### TEXT SHOWN:
Natural hazards are the price we pay for living on an active planet. The tectonic plate subduction producing Japan's rugged Tohoku coast gives rise to earthquakes and tsunamis. Florida's warm sunny weather results from the processes in the ocean and atmosphere that cause hurricanes. The volcanoes that produced Hawaii's spectacular islands sometimes threaten people. Rivers that provide the water for the farms that feed us sometimes flood.
Humans have to live with natural hazards. We describe this challenge in terms of hazards, the natural occurrence of earthquakes or other phenomena, and the risks, or dangers they pose to lives and property. In this formulation, the risk is the product of hazard and vulnerability. We want to assess the hazards - estimate how significant they are - and develop methods to mitigate or reduce the resulting losses.

### DATA:
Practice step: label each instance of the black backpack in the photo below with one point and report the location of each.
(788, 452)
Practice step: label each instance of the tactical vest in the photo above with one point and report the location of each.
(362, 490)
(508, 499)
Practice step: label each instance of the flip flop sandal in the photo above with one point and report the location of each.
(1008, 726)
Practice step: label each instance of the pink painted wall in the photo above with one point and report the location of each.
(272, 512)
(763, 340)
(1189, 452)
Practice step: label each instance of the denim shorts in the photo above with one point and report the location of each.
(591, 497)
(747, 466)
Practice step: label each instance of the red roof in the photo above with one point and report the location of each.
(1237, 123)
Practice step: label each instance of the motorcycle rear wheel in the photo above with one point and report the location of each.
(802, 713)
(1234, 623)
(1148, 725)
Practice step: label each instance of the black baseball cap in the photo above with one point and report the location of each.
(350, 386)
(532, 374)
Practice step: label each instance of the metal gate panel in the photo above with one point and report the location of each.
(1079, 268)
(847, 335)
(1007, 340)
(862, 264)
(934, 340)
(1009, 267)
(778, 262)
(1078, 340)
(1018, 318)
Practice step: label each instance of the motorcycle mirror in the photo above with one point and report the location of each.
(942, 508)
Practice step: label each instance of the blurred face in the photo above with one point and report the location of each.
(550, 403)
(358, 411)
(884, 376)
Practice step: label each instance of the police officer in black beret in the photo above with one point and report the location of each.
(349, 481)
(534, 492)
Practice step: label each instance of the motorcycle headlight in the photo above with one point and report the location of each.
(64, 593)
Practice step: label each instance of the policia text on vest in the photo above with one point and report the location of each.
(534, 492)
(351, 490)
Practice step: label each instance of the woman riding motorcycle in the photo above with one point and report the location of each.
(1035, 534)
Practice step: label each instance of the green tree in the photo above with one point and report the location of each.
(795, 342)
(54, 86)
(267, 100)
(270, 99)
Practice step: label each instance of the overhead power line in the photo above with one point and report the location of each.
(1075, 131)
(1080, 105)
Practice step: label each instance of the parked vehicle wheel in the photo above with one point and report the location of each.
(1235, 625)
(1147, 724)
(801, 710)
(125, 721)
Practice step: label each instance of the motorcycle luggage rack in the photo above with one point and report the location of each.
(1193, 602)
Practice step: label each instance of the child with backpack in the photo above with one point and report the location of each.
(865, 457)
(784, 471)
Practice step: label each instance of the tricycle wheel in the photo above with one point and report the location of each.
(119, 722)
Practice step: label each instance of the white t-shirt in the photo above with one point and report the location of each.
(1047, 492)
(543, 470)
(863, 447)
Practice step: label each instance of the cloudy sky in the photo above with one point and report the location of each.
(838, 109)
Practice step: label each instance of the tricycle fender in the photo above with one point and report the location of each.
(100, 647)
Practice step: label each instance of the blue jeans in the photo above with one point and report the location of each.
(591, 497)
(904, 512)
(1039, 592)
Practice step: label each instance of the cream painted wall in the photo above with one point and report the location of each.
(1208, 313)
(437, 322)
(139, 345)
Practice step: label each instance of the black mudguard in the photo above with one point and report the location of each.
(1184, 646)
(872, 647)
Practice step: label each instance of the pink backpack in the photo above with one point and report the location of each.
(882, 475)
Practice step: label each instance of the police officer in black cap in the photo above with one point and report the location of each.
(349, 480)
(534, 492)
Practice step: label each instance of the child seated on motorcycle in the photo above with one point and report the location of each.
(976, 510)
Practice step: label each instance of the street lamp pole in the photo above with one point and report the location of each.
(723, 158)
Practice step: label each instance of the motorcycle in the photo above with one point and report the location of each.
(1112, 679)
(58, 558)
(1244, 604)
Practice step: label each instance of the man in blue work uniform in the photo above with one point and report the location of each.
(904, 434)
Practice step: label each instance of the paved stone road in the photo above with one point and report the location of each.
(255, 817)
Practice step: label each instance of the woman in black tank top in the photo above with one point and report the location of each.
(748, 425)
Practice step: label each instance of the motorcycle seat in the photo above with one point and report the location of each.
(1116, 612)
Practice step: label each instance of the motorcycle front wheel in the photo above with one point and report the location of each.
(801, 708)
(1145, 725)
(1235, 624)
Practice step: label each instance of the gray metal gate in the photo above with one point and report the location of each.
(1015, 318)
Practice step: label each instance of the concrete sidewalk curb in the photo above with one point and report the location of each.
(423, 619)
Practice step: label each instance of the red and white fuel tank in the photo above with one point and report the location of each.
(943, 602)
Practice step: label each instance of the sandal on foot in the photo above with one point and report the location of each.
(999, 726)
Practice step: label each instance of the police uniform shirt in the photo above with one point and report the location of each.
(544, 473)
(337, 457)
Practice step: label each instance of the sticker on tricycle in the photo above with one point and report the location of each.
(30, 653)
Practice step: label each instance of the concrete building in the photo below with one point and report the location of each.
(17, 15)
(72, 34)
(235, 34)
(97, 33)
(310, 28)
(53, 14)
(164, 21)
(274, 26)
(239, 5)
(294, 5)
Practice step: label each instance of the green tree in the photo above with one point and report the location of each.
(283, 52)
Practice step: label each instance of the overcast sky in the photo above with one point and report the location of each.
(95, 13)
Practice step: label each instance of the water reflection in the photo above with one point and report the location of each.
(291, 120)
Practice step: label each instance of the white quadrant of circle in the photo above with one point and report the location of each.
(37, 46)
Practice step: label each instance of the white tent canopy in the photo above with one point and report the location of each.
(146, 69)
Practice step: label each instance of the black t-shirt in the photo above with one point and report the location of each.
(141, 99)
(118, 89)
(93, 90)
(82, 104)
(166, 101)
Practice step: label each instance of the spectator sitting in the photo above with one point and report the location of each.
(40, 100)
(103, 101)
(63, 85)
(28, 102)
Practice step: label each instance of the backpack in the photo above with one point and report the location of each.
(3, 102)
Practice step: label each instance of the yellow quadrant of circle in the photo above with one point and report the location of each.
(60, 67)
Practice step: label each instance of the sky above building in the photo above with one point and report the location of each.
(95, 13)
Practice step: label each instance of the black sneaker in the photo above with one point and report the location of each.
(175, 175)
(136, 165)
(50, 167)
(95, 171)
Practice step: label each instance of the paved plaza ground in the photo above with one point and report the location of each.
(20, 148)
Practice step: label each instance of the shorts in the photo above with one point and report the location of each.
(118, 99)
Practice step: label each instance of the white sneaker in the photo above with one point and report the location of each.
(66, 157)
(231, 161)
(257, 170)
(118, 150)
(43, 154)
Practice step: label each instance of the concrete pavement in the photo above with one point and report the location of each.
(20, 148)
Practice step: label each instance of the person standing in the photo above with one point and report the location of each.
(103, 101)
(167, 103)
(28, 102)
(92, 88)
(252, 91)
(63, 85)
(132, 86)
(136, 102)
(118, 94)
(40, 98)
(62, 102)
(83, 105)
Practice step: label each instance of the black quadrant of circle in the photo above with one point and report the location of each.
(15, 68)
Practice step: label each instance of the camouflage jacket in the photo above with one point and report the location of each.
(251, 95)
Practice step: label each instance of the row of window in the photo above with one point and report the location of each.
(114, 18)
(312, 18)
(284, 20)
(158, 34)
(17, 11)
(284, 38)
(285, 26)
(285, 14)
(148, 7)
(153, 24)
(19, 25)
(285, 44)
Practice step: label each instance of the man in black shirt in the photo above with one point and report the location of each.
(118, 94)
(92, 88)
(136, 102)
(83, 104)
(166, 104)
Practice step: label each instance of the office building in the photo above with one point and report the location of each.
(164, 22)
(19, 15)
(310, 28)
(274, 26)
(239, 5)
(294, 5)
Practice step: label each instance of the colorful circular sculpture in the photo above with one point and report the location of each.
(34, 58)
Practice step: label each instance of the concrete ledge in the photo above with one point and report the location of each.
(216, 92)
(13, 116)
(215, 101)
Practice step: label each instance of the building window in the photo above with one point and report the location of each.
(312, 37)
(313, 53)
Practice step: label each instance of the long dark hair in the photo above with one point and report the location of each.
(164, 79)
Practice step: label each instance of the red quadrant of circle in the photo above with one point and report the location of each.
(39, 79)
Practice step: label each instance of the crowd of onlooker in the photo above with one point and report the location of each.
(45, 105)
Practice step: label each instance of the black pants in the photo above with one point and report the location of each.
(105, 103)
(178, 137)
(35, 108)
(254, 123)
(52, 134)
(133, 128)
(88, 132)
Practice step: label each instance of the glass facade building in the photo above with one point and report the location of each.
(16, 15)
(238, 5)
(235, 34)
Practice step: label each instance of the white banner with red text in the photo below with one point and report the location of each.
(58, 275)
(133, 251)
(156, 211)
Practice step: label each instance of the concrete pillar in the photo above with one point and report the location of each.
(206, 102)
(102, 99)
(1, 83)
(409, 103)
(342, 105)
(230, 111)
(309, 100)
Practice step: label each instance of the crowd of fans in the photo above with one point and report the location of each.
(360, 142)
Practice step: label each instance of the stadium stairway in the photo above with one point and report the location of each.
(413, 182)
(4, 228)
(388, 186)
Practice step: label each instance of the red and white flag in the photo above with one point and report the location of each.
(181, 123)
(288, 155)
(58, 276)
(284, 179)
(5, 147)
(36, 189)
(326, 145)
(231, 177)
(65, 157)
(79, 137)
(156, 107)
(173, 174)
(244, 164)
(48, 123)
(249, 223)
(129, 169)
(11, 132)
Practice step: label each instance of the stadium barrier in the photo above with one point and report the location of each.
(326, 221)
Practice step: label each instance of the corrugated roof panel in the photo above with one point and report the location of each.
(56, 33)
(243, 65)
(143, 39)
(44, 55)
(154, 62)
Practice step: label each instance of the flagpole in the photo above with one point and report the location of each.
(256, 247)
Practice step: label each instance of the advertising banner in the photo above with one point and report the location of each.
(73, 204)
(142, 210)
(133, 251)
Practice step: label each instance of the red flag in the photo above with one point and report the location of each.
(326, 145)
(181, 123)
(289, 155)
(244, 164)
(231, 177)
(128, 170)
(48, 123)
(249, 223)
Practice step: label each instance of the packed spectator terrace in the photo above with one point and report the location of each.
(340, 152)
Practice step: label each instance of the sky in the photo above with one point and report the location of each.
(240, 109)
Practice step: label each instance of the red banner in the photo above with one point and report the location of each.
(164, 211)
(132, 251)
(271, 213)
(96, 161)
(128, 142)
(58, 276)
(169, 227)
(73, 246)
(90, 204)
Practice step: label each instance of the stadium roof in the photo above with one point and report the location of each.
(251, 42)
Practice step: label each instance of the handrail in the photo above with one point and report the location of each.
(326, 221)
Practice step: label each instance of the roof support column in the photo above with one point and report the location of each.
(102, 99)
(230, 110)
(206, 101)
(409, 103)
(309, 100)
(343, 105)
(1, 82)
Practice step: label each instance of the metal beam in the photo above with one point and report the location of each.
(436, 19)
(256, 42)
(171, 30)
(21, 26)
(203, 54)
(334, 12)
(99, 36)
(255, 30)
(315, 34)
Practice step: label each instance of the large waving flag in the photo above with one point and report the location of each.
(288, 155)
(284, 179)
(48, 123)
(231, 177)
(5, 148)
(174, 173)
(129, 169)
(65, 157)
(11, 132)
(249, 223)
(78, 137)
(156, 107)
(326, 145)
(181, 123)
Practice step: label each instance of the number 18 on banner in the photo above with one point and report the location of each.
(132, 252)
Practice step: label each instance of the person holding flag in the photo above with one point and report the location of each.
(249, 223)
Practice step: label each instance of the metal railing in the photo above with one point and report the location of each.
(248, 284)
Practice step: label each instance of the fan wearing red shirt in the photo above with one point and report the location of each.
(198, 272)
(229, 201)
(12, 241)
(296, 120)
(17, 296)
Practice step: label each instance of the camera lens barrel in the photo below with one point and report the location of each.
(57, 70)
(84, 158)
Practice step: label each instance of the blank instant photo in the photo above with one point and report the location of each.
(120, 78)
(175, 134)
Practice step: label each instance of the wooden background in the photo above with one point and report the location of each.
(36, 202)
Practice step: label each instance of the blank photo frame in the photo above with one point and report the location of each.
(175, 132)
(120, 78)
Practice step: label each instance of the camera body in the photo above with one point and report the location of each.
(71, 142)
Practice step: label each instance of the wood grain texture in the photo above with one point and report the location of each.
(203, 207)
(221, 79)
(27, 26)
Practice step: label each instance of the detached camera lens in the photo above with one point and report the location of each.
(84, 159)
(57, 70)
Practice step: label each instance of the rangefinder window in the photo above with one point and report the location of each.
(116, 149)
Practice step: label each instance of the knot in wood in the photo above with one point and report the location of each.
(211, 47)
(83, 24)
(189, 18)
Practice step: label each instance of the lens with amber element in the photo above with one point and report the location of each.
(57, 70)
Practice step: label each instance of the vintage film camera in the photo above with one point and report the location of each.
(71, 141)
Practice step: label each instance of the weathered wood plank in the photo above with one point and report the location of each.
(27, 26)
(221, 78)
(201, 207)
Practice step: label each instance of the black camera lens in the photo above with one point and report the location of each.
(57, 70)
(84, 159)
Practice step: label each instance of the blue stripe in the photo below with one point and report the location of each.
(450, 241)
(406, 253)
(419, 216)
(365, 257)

### TO-DO LIST:
1. Answer these questions using the natural hazards passage:
(a) What process does the passage say produces Japan's Tohoku coast?
(b) What does the passage say risk is the product of?
(c) Where do the processes that cause hurricanes take place?
2. Can you reproduce the natural hazards passage word for word, starting with "Humans have to" and going on through "the resulting losses."?
3. What would come next in the natural hazards passage? Continue it from its last sentence.

### ANSWERS IN ORDER:
1.
(a) Tectonic plate subduction.
(b) Hazard and vulnerability.
(c) In the ocean and atmosphere.

2.
Humans have to live with natural hazards. We describe this challenge in terms of hazards, the natural occurrence of earthquakes or other phenomena, and the risks, or dangers they pose to lives and property. In this formulation, the risk is the product of hazard and vulnerability. We want to assess the hazards - estimate how significant they are - and develop methods to mitigate or reduce the resulting losses.

3.
Hazards are geological facts that are not under human control. All we can do is try to assess them as best we can. In contrast, risks are affected by human actions that increase or decrease vulnerability, such as where people live and how they build. We increase vulnerability by building in hazardous areas, and decrease it by making buildings more hazard resistant. Areas with high hazard can have low risk because few people live there. Areas of modest hazard can have high risk due to large population and poor construction. A disaster occurs when - owing to high vulnerability - a natural event has major consequences for society.
The harm from natural disasters is enormous. On average, about 100,000 people per year are killed by natural disasters, with some disasters - such as the 2004 Indian Ocean tsunami - causing many more deaths. Although the actual numbers of deaths in many events, such as the 2010 Haiti earthquake, are poorly known, they are very large.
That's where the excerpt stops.